== Assignment ==
Find the word "instance" in the data, then copy each line where it is found.

[Input data — start]

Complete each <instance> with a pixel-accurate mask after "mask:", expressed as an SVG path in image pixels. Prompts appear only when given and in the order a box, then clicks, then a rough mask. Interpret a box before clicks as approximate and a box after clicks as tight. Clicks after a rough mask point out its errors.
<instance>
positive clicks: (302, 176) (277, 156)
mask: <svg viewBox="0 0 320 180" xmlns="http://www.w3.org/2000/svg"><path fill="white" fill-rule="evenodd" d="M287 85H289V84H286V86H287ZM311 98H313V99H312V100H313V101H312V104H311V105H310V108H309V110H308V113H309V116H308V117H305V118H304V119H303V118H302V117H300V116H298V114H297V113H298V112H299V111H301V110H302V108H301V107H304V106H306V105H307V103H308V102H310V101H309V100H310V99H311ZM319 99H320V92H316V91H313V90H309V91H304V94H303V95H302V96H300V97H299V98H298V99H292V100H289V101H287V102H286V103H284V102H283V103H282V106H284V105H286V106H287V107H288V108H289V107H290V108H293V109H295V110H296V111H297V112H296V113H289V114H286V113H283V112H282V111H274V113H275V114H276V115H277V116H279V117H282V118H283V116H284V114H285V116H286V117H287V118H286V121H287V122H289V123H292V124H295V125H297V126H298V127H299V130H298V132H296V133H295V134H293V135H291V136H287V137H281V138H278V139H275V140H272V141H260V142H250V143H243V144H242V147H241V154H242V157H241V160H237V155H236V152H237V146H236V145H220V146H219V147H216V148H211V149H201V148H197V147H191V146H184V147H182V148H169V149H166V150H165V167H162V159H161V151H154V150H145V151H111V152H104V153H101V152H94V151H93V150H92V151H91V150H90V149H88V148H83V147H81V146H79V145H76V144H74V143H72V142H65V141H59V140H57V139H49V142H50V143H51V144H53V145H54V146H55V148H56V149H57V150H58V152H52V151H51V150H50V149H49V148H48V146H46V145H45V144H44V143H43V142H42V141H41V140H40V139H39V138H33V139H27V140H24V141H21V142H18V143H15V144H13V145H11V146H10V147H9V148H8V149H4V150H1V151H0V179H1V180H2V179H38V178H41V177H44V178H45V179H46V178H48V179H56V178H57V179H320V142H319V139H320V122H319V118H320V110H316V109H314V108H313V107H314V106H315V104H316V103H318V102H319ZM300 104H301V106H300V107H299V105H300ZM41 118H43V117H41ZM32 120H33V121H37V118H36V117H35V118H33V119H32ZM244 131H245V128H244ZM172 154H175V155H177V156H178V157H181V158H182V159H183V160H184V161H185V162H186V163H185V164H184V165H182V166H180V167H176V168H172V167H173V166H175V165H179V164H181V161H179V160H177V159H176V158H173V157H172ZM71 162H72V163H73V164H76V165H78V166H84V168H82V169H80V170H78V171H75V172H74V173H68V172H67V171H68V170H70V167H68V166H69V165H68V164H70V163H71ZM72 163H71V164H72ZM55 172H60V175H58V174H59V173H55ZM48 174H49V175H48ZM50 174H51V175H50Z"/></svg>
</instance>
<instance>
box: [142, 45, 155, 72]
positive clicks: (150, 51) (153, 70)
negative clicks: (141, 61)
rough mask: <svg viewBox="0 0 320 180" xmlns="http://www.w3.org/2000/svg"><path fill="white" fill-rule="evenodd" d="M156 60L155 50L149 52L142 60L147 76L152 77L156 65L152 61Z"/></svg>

[Input data — finish]

== Exercise response ==
Complete each <instance> with a pixel-accurate mask after "mask:", expressed as an SVG path in image pixels. Prompts appear only when given and in the order a box, then clicks, then a rough mask. Interpret a box before clicks as approximate and a box after clicks as tight. Clicks after a rough mask point out its errors.
<instance>
</instance>
<instance>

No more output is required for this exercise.